• Required work: Reproduce the entries. Match every word.

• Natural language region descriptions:

++++

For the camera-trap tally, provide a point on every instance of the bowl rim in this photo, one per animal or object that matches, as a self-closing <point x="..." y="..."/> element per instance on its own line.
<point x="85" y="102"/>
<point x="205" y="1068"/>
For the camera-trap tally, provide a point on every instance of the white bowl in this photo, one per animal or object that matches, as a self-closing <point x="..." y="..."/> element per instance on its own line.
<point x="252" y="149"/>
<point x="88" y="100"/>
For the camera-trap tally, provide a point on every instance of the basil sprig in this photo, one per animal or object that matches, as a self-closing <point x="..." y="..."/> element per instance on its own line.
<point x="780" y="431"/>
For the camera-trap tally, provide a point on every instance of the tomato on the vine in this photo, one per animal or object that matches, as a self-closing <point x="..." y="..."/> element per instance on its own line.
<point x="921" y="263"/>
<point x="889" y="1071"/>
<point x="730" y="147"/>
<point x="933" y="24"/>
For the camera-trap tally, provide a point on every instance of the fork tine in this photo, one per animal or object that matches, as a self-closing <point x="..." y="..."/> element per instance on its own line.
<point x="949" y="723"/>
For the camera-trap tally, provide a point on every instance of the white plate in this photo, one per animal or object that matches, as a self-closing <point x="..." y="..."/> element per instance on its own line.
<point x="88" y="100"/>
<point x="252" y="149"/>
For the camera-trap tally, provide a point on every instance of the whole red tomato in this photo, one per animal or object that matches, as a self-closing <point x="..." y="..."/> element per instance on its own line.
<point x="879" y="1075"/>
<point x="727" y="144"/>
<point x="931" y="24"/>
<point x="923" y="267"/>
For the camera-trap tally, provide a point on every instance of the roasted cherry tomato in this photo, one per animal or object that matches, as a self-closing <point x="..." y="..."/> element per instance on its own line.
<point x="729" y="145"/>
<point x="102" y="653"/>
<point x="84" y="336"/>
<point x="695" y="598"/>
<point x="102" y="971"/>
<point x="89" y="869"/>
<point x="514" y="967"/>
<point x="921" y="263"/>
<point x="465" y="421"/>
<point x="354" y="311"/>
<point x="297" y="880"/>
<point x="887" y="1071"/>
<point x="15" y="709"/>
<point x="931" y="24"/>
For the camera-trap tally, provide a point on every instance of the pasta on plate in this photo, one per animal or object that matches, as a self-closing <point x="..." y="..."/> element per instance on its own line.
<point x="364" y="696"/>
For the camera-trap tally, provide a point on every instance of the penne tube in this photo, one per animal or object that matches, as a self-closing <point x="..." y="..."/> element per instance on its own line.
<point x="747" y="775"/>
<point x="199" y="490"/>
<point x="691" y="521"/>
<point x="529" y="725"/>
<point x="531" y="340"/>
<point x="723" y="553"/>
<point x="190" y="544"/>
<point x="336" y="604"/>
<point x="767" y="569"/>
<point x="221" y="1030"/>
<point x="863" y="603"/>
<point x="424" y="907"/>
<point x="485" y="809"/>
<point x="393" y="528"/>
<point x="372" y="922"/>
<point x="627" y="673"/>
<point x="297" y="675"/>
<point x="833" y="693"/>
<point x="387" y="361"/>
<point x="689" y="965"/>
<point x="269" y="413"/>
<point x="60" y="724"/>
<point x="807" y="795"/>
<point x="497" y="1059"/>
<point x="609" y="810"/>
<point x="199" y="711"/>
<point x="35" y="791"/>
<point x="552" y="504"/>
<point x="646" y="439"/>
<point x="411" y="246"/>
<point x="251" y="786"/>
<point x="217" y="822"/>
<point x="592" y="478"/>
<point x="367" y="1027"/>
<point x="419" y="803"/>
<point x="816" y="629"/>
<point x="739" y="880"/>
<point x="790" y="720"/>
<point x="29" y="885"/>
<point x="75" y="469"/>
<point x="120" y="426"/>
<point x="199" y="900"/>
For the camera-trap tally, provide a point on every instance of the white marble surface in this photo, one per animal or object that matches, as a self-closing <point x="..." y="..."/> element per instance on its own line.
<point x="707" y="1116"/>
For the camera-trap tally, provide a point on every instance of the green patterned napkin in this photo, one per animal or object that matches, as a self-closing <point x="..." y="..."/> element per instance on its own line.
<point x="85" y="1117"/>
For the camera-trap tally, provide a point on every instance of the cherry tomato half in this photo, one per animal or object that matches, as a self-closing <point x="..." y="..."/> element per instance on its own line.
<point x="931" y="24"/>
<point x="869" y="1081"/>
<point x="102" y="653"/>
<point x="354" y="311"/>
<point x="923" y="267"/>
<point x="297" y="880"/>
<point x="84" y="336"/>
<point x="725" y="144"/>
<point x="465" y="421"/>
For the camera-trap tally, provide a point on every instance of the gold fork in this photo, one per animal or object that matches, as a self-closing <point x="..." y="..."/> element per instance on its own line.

++++

• Written solution:
For the camera-trap tally, provide a point on every instance of the bowl rim in this photo, one per animal or object that matches, as a self-closing <point x="..." y="..."/> element per instance on its own line.
<point x="85" y="102"/>
<point x="205" y="1068"/>
For the camera-trap tally, provide a point on every instance of the white bowl in this photo, one per animal or object that matches, as a self-closing <point x="..." y="..."/> element per instance on its own line.
<point x="252" y="149"/>
<point x="88" y="100"/>
For the camera-trap tally, provide a point on every instance of the basil sprig in this photo, one per animal or object that matches, as a self-closing <point x="..." y="..."/> element per instance on its own line.
<point x="780" y="431"/>
For the camera-trap tally, provide a point on every instance of the tomato on the vine in this photo, one per animal or object that matches, as a self-closing <point x="..." y="..."/> element per instance on its own line.
<point x="921" y="263"/>
<point x="889" y="1071"/>
<point x="730" y="147"/>
<point x="933" y="24"/>
For the camera-trap tally, provide a point on every instance of the fork tine in this photo, one per animal or object that matches, as a self-closing <point x="..." y="..."/> element per instance on its own line.
<point x="949" y="723"/>
For the camera-trap tally, provide a point on every instance of the white plate in this photo, one per animal or object that matches, as a self-closing <point x="..." y="..."/> element per instance on its own line.
<point x="88" y="100"/>
<point x="252" y="149"/>
For the camera-trap tally, provide a point on every instance of the whole red tomato in this photo, one per animal or object that matches, as a self-closing <point x="..." y="..."/> element per instance on its own line.
<point x="879" y="1075"/>
<point x="727" y="144"/>
<point x="931" y="24"/>
<point x="923" y="267"/>
For the camera-trap tally, provide a point on every instance of the roasted cherry tomato in this photo, one per animal or object that matches, as a self-closing <point x="..." y="..."/> element per instance on its own line.
<point x="729" y="145"/>
<point x="102" y="653"/>
<point x="84" y="336"/>
<point x="695" y="598"/>
<point x="102" y="971"/>
<point x="89" y="869"/>
<point x="514" y="967"/>
<point x="921" y="263"/>
<point x="465" y="421"/>
<point x="354" y="311"/>
<point x="297" y="880"/>
<point x="887" y="1071"/>
<point x="15" y="709"/>
<point x="931" y="24"/>
For the camera-trap tally, provide a point on every instance of the pasta on plate in this photo, one per animal or object that matches, as a self-closing <point x="..." y="..."/> element per instance on its own line.
<point x="364" y="696"/>
For the camera-trap tally, provide a point on every instance of the penne tube in this photo, one per animal or object that matches, as a self-closing <point x="..." y="..."/> element per instance on its own line.
<point x="747" y="775"/>
<point x="199" y="490"/>
<point x="691" y="521"/>
<point x="529" y="725"/>
<point x="531" y="340"/>
<point x="723" y="553"/>
<point x="190" y="544"/>
<point x="336" y="604"/>
<point x="767" y="569"/>
<point x="221" y="1030"/>
<point x="863" y="603"/>
<point x="424" y="907"/>
<point x="485" y="809"/>
<point x="393" y="528"/>
<point x="372" y="922"/>
<point x="627" y="673"/>
<point x="297" y="675"/>
<point x="833" y="693"/>
<point x="387" y="361"/>
<point x="689" y="965"/>
<point x="269" y="413"/>
<point x="60" y="724"/>
<point x="807" y="795"/>
<point x="497" y="1059"/>
<point x="609" y="810"/>
<point x="199" y="711"/>
<point x="35" y="791"/>
<point x="552" y="504"/>
<point x="646" y="439"/>
<point x="411" y="246"/>
<point x="251" y="786"/>
<point x="217" y="822"/>
<point x="592" y="478"/>
<point x="367" y="1027"/>
<point x="419" y="803"/>
<point x="816" y="629"/>
<point x="739" y="880"/>
<point x="790" y="720"/>
<point x="29" y="885"/>
<point x="75" y="469"/>
<point x="120" y="426"/>
<point x="199" y="900"/>
For the camera-trap tally, provide a point on every instance of the white marble surface in this photo, one per animal or object that matches, as a self-closing <point x="..." y="..."/> element per instance on its own line.
<point x="707" y="1116"/>
For the camera-trap tally, provide a point on every instance of the green patterned napkin in this photo, one per animal or object that matches, as a self-closing <point x="..." y="..."/> element per instance on its own line.
<point x="85" y="1117"/>
For the camera-trap tally, provide a point on every instance of the cherry tomato half in this photo, one per animal or object that matches, as a self-closing <point x="..." y="..."/> element per instance on its own line.
<point x="931" y="24"/>
<point x="869" y="1081"/>
<point x="102" y="653"/>
<point x="354" y="311"/>
<point x="923" y="267"/>
<point x="297" y="880"/>
<point x="84" y="336"/>
<point x="725" y="144"/>
<point x="465" y="421"/>
For the camera-trap tally, provide a point on every instance of the gold fork in this photo, one per animal or object that matches, as a self-closing <point x="..." y="..."/> element per instance on its own line.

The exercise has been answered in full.